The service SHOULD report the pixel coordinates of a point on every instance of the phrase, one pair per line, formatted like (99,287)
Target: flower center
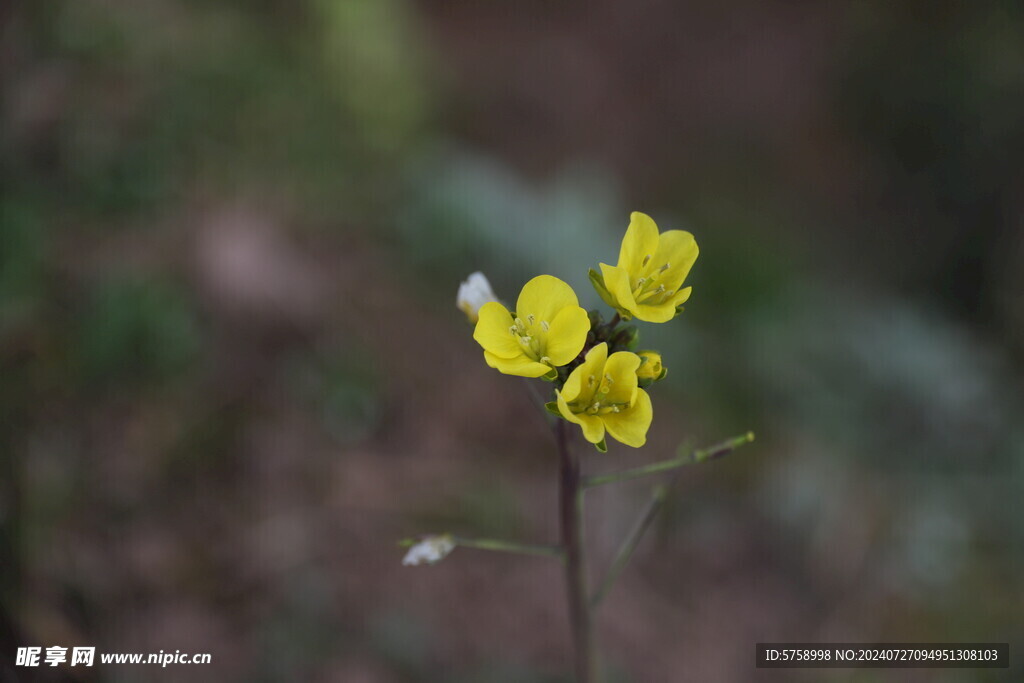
(531,340)
(648,290)
(598,403)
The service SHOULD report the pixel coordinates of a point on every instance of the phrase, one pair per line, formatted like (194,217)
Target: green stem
(570,506)
(510,547)
(631,542)
(693,458)
(658,496)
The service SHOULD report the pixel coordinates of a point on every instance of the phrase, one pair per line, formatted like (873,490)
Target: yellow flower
(548,331)
(651,268)
(602,394)
(650,369)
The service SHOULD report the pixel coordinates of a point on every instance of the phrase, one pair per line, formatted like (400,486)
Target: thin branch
(510,547)
(704,455)
(570,514)
(658,496)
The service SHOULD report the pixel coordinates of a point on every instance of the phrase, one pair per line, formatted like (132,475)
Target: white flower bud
(430,550)
(474,293)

**Task details**: Print the data above exactly, from its first line to the line bearing "formatted like (873,490)" inclusive, and keep pictures out of the result.

**Task solution**:
The service SHOULD report the pixel coordinates of a point on every instance of the phrase, one pair per line, formatted like (99,287)
Target: flower center
(531,340)
(648,290)
(598,403)
The service SHOULD report the pixel coordinates of a point on every instance of the phrase, one pair per line, formatted like (194,217)
Target: green stem
(570,506)
(510,547)
(631,542)
(693,458)
(658,496)
The service SHOULD report the pixel coordinates of a point on every instance of the phrase, one pair per line, formatted like (873,490)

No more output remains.